## DOCUMENT PASSAGE:
--------------------------------
I sat in my ophthalmologist’s office and waited for my eyes to dilate. An elderly man – Tom – asked me about my orthotic shoes. He wondered if Medicare paid for them. When I informed him I wasn’t old enough for Medicare, he began a monologue about his insurance. I listened – strictly because I felt the obligation of synchronicity – and my body began to profusely sweat. A thick goo wet my hair and head. Soon I felt too nauseated to concentrate or to participate. I began to pray, “Jesus help me. Oh my God.” And at that moment I didn’t know how I’d endure. The nurse called my name and I stood up and steadied myself. I flattened my shoes and locked my knees. I asked myself how long I’d be able to go on. How long could I tolerate feeling so awful? I asked myself if the side effects superseded the benefits. I don’t know. I don’t have answers.
My light fixture in my dining room didn’t work. I replaced bulbs. But I’m literally in the dark about electrical repair. I asked my buddy Greg if he’d fix it. He said he would so today I went to Menards to buy a new fixture. Menards is a double storied warehouse and the electrical department is on the top floor in the corner. I rode the elevator to the second floor and walked toward the light fixtures. And I felt too weak to walk. I began to pray, “Jesus help me. Please don’t let me die in this store.” I worried who would tell my parents when I didn’t come home. I felt so nauseated, weak, and lightheaded that I sat on the two story stairs until I felt strong enough to walk. People walked around me like I was a drunk. I didn’t care. I felt too sick to care.
I went home and sat on a chair for 90 minutes and tried to restore my strength and settle my stomach.
--------------------------------
(Entries taken from a collection)
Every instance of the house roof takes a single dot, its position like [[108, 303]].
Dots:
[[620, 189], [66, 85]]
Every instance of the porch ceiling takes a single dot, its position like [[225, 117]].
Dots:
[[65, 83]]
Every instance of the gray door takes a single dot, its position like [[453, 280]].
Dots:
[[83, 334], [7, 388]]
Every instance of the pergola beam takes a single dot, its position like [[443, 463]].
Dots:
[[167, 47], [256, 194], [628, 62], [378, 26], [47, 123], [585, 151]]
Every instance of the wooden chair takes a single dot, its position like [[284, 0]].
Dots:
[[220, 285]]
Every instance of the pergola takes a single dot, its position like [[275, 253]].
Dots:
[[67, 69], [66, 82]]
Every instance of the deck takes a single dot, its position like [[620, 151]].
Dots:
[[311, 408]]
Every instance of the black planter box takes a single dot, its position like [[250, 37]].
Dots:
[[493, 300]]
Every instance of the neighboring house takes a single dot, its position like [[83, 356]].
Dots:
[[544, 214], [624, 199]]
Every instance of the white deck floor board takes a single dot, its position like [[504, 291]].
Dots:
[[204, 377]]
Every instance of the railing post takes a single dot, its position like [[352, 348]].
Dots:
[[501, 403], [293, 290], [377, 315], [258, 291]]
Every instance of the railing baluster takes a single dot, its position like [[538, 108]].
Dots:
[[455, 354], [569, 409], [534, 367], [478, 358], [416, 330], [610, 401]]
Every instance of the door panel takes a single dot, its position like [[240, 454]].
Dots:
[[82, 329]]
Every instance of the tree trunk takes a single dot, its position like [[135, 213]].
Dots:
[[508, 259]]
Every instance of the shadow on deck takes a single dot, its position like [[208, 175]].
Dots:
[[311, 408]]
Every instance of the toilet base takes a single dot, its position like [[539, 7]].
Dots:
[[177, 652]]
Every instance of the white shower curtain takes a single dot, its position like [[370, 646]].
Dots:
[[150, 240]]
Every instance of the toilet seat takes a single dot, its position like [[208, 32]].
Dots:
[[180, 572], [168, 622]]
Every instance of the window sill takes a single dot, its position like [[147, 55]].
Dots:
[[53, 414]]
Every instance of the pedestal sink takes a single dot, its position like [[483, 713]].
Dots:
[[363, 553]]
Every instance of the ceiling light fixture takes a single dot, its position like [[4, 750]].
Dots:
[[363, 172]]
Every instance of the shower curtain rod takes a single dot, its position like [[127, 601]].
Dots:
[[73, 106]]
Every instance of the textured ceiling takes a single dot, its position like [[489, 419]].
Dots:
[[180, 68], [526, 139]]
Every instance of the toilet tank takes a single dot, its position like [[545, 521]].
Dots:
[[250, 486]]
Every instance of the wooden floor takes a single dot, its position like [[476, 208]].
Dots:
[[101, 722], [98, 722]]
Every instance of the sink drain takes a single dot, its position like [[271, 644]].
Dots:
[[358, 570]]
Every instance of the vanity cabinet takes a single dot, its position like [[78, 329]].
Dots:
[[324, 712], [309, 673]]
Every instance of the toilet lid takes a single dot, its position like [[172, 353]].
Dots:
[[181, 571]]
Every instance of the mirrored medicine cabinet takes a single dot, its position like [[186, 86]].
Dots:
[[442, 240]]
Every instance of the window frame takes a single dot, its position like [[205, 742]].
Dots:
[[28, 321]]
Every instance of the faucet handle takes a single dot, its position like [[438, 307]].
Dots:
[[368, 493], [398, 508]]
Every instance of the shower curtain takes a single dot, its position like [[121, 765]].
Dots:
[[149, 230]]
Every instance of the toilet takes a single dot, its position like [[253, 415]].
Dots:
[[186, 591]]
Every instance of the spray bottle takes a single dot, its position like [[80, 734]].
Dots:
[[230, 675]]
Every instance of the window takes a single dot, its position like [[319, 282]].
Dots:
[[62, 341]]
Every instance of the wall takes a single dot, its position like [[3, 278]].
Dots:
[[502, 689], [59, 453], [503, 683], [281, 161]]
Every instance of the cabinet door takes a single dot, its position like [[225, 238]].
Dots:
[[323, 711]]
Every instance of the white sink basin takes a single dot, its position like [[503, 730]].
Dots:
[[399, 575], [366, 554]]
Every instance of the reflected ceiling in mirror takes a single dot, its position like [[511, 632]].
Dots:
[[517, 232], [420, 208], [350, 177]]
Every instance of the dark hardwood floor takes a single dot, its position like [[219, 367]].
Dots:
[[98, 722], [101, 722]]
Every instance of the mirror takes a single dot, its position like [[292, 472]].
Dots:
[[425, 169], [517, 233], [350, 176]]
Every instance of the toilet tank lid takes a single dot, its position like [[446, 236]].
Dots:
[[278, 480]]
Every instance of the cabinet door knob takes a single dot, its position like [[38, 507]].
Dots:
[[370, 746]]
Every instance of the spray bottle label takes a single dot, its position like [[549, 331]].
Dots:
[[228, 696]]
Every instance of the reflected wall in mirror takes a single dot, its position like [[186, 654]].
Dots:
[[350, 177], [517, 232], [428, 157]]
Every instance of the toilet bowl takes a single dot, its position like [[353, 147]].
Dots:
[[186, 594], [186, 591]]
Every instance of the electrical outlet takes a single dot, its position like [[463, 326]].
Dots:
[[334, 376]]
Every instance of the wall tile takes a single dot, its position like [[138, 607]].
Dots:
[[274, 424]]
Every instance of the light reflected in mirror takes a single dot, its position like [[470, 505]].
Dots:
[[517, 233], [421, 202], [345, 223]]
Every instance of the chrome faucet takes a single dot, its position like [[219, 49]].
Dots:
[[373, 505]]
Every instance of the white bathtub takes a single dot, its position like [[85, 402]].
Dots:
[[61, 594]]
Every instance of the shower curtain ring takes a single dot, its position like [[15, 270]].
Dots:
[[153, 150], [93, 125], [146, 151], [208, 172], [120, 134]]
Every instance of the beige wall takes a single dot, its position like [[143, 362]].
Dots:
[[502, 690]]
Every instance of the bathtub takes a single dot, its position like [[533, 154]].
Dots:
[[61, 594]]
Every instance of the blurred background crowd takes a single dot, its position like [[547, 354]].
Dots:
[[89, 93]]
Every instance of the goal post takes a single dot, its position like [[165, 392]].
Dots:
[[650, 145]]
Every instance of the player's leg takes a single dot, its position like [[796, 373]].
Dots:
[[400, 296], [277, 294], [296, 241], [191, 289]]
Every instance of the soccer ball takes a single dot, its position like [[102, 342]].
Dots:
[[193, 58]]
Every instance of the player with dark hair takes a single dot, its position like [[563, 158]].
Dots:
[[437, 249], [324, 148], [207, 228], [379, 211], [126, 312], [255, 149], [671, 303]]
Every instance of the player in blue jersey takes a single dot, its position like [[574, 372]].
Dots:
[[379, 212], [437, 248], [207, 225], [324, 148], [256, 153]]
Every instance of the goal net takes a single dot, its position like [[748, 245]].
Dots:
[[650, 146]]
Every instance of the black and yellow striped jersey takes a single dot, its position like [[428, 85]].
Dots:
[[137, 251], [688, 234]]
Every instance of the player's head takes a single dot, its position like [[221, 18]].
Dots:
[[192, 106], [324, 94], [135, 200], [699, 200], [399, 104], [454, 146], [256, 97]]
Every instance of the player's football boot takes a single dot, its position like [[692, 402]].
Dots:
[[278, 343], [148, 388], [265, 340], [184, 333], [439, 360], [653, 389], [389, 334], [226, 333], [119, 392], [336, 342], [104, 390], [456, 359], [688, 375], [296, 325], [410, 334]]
--------------------------------
Decide whether each statement agrees with the personal account about feeling ill, giving yes or no and quoting the deciding words: (a) Tom asked about the narrator's orthotic shoes. (b) The electrical department at Menards is on the first floor. (c) Back at home, the narrator sat on a chair for two hours.

## ANSWER BOX:
(a) Yes: "An elderly man – Tom – asked me about my orthotic shoes."
(b) No: "the electrical department is on the top floor in the corner."
(c) No: "I went home and sat on a chair for 90 minutes"